> [EXERCISE BRIEF]:
Count how many of the lines below contain the string "foam". Reply with the number alone.

───── DATA RECORDS ─────

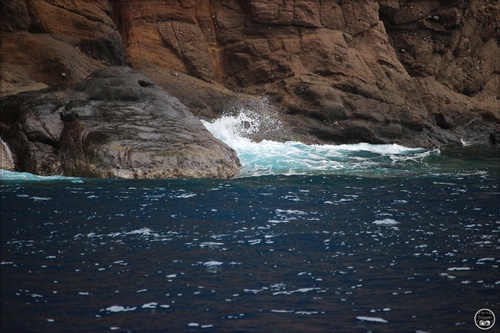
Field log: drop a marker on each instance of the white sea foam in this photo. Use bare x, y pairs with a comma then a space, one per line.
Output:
374, 319
387, 223
267, 157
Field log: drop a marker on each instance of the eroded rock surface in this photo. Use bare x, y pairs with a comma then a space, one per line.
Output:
418, 73
116, 123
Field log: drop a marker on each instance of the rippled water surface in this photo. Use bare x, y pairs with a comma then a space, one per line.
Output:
353, 238
273, 253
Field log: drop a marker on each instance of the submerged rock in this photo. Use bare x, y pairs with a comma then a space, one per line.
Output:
116, 123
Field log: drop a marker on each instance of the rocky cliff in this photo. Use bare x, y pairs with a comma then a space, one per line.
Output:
116, 123
418, 73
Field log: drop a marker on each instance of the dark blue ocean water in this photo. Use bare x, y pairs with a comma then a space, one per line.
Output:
367, 239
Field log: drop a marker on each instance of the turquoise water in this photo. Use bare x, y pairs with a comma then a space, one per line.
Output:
352, 238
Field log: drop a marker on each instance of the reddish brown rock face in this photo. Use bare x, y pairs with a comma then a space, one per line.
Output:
420, 73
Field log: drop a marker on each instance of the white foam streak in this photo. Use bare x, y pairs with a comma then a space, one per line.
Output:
269, 157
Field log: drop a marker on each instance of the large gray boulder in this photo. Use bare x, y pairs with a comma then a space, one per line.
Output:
116, 123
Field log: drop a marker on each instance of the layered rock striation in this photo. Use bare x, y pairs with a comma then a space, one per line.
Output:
418, 73
116, 123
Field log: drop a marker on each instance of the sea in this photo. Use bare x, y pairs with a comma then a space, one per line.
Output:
307, 238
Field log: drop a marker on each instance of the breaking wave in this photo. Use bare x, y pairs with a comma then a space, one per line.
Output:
268, 157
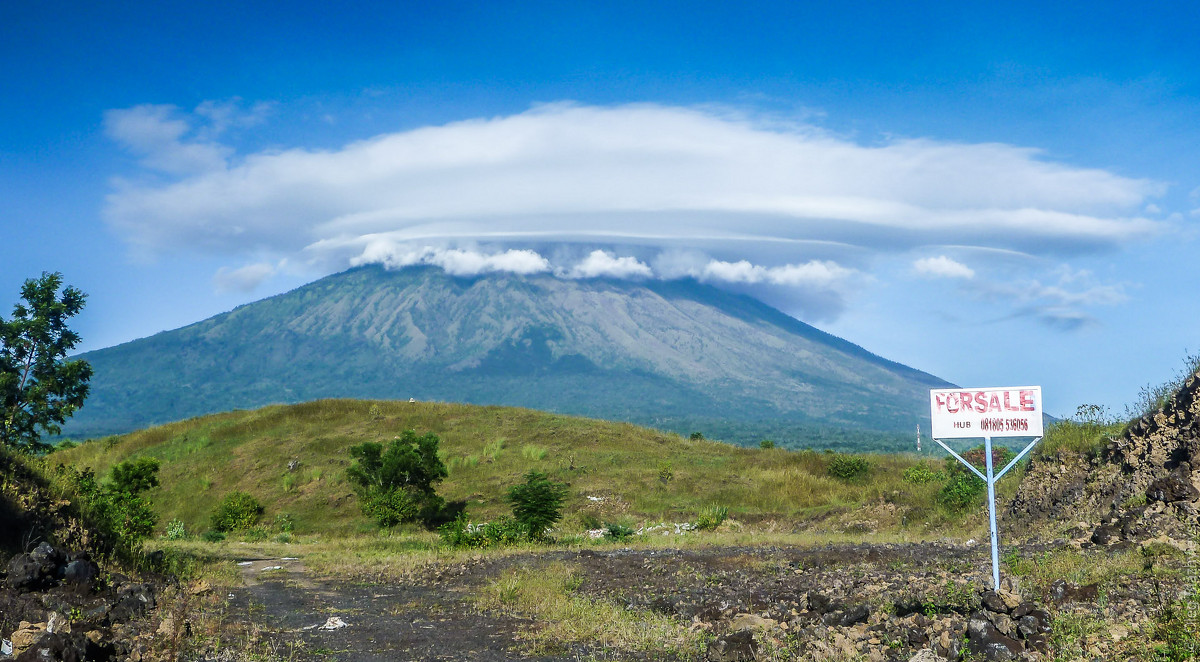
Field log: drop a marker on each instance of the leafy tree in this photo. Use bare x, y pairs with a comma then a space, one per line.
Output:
538, 503
39, 387
136, 475
238, 510
397, 483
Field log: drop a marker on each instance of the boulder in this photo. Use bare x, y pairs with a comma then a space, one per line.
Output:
735, 647
1174, 487
987, 642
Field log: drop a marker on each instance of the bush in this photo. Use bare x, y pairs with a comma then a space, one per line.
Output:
537, 503
963, 491
396, 485
390, 507
712, 517
922, 474
175, 530
136, 475
115, 506
237, 511
503, 531
618, 531
847, 468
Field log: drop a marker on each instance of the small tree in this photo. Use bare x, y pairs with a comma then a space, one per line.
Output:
397, 483
238, 510
538, 503
39, 389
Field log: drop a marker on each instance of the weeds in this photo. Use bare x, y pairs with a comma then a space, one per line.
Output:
565, 619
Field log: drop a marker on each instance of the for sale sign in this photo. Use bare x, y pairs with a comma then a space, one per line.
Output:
994, 411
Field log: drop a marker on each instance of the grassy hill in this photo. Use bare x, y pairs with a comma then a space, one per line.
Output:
293, 458
677, 355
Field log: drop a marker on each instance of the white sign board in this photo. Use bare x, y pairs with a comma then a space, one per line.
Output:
994, 411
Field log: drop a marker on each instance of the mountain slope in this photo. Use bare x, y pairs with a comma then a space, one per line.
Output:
672, 354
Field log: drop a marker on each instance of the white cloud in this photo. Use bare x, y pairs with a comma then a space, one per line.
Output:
604, 264
244, 278
1061, 305
942, 268
643, 174
456, 262
785, 211
157, 133
813, 274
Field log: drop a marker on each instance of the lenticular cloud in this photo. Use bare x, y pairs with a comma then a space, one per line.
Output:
646, 174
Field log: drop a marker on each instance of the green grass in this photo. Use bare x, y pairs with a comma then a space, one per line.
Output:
205, 458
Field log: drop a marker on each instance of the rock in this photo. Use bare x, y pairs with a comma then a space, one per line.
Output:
81, 572
993, 602
57, 647
855, 615
1105, 534
983, 639
819, 603
751, 621
1174, 487
735, 647
25, 636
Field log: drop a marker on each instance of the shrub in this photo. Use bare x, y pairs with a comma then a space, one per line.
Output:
618, 531
847, 468
117, 506
136, 475
396, 485
712, 517
237, 511
964, 489
922, 474
537, 503
665, 473
461, 533
175, 530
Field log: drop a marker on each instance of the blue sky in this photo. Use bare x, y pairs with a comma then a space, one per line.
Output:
999, 196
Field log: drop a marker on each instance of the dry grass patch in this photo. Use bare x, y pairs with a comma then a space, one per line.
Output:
563, 619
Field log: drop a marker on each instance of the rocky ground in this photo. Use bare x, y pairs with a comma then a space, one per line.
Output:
873, 602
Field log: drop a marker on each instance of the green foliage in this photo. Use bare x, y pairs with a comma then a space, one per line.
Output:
1153, 397
136, 475
712, 517
665, 473
124, 513
499, 533
175, 530
391, 507
537, 503
39, 389
1085, 433
847, 468
237, 511
397, 485
618, 531
922, 474
961, 491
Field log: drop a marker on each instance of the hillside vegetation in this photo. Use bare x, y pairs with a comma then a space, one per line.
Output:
293, 458
677, 355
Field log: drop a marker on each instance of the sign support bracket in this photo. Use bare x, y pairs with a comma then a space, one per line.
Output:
990, 479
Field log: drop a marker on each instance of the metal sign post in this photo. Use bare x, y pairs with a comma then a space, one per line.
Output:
1006, 411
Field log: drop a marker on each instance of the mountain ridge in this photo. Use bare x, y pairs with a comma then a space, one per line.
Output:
645, 351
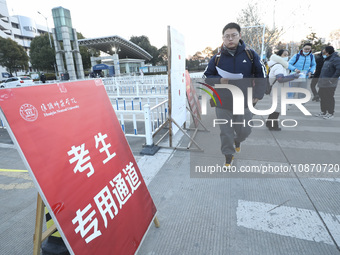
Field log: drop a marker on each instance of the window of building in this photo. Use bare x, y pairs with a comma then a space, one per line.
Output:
14, 25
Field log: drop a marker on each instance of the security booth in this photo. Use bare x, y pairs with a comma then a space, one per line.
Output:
108, 70
125, 56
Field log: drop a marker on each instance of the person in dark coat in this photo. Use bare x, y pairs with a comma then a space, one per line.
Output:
328, 82
237, 59
43, 78
319, 63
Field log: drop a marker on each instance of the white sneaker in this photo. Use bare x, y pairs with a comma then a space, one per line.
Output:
320, 114
328, 116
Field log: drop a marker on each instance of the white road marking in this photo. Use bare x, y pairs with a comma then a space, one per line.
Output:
288, 221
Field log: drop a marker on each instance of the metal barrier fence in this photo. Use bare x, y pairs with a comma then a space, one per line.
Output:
138, 85
140, 116
2, 125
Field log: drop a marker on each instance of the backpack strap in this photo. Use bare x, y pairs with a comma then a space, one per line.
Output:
297, 58
298, 55
217, 58
249, 54
251, 57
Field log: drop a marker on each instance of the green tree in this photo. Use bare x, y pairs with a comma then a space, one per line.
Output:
144, 43
252, 36
317, 42
12, 55
42, 56
163, 56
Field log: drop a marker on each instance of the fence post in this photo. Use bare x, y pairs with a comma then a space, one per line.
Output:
149, 148
137, 88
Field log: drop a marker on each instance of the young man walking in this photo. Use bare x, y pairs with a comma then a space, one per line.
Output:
304, 61
235, 58
328, 82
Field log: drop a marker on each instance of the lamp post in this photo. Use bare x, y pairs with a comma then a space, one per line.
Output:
49, 38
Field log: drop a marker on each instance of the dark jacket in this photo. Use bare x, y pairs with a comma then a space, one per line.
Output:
330, 72
239, 63
319, 63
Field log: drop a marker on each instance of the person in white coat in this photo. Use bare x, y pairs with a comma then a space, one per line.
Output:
278, 78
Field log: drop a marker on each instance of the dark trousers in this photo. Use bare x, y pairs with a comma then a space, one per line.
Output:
313, 85
327, 102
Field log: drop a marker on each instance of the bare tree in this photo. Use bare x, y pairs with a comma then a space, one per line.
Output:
252, 24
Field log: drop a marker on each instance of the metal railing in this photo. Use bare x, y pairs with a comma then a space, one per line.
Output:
136, 85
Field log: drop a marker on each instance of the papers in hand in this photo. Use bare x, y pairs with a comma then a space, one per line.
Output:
230, 76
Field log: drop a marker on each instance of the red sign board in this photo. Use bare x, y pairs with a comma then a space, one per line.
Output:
83, 167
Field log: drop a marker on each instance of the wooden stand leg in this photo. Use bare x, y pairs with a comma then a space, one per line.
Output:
40, 236
156, 222
38, 226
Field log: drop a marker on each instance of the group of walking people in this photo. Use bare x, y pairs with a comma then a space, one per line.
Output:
325, 68
235, 57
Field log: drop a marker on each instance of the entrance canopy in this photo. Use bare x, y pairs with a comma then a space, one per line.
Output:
100, 67
113, 44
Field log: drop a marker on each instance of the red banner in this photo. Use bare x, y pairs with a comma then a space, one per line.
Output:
82, 165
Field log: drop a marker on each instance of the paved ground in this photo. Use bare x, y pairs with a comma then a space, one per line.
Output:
228, 213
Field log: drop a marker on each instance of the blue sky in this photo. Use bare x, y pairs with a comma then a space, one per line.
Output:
200, 23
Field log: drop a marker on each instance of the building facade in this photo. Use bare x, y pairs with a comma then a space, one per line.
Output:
21, 29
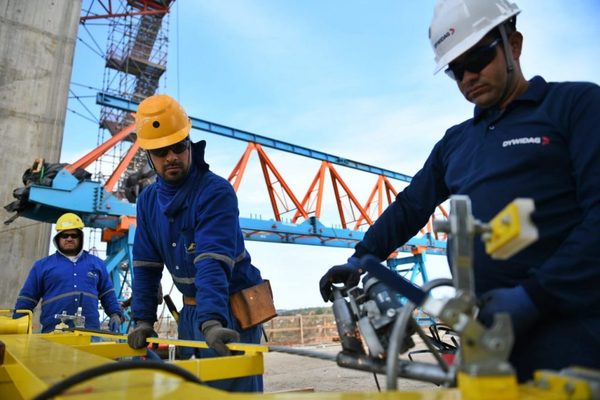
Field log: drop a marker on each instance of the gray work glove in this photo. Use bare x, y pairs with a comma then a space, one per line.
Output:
137, 338
216, 336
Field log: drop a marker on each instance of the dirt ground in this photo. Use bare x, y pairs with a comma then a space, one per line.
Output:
287, 372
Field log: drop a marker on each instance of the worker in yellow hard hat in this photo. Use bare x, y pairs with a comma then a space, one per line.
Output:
188, 221
526, 139
70, 279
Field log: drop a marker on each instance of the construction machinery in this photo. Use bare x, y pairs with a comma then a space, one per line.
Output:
373, 322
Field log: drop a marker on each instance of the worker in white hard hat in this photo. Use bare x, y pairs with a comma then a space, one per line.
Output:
188, 221
69, 279
527, 138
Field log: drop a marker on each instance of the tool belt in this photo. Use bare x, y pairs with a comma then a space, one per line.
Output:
254, 305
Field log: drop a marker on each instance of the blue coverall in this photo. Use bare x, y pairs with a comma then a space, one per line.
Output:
60, 282
546, 146
193, 228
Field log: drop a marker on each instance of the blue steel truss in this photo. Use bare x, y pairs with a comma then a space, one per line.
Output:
101, 209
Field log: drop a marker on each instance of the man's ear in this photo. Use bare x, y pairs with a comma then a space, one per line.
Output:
515, 41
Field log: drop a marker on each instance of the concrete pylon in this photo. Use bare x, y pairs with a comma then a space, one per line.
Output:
36, 58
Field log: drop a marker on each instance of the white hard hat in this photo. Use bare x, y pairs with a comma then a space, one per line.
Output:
457, 25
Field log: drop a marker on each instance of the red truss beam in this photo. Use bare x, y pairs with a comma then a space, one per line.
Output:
143, 7
277, 197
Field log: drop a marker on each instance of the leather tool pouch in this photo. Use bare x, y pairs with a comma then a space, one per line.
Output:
254, 305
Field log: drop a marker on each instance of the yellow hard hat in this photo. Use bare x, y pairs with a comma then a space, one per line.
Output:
69, 221
160, 122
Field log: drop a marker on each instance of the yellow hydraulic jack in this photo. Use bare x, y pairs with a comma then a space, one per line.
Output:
70, 366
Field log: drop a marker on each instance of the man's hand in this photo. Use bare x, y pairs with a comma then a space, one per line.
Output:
514, 301
114, 323
216, 336
137, 338
348, 274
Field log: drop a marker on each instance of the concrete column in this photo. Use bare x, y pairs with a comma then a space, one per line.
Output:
37, 42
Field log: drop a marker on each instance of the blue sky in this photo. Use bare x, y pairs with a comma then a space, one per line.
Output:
350, 78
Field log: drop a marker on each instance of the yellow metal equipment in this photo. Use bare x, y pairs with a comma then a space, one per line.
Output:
72, 365
33, 363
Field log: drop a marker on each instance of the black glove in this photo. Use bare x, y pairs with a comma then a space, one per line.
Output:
216, 336
137, 338
348, 274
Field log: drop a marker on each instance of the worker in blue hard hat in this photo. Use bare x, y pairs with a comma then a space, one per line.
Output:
527, 138
188, 221
69, 279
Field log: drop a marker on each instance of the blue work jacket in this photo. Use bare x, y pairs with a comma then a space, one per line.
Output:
546, 146
193, 229
60, 283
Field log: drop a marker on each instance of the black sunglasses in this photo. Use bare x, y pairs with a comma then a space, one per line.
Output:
176, 148
69, 235
474, 62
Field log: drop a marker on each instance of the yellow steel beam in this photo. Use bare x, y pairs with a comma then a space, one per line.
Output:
245, 347
33, 363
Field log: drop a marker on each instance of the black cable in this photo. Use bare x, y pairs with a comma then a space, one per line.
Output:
94, 372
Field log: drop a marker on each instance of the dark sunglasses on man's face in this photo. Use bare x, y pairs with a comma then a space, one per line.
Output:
69, 235
176, 148
474, 62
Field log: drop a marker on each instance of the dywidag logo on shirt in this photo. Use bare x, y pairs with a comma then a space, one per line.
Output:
542, 140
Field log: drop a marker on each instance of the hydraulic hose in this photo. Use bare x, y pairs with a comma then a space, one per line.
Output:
398, 331
104, 369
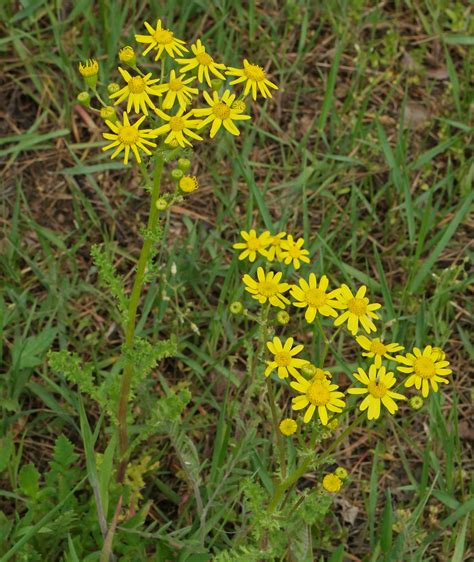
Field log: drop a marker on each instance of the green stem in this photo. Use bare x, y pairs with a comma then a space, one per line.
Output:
131, 321
298, 473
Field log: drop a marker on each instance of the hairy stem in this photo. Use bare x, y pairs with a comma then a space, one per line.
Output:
131, 321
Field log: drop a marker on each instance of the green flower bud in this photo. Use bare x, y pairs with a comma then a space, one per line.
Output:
184, 164
416, 402
84, 98
108, 114
176, 174
236, 308
113, 88
161, 204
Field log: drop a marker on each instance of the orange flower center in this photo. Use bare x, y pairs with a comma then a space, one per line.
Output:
204, 59
175, 84
315, 297
221, 110
268, 288
128, 135
357, 306
318, 394
137, 85
177, 124
283, 358
424, 367
254, 72
378, 348
163, 37
377, 389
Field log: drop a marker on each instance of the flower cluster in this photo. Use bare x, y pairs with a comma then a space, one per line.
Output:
176, 105
317, 392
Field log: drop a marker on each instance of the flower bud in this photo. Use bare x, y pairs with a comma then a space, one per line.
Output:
283, 317
188, 184
89, 72
416, 402
184, 164
161, 204
108, 114
176, 174
113, 88
127, 55
236, 308
84, 98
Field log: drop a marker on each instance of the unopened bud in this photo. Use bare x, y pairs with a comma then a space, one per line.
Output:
127, 55
84, 98
161, 204
108, 114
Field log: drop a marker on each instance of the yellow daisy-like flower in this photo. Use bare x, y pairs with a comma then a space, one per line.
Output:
177, 127
203, 62
252, 244
375, 348
317, 394
162, 40
128, 137
332, 483
293, 251
274, 247
138, 91
378, 384
315, 298
220, 113
359, 310
284, 359
255, 77
267, 287
178, 89
288, 426
425, 369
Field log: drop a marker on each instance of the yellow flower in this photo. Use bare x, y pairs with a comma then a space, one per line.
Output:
317, 393
204, 63
177, 126
89, 71
332, 483
220, 113
292, 251
424, 369
268, 287
284, 359
288, 426
378, 384
375, 348
358, 310
254, 76
188, 184
252, 244
128, 137
274, 250
162, 40
138, 91
315, 298
177, 88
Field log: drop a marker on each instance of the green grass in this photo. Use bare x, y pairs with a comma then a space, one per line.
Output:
329, 158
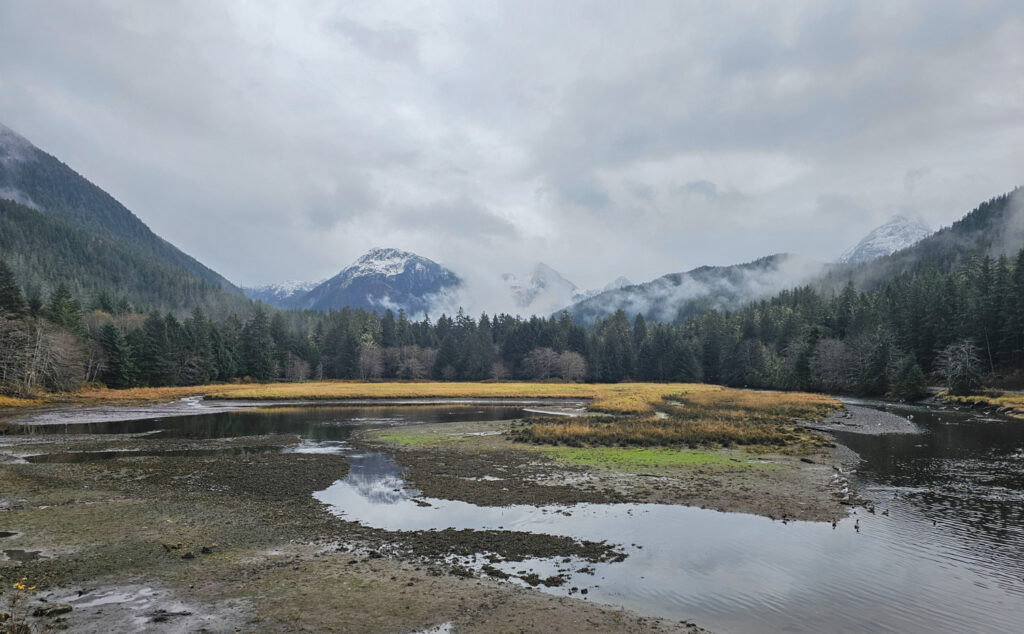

─────

> [ANSWER TO THIS EXERCISE]:
2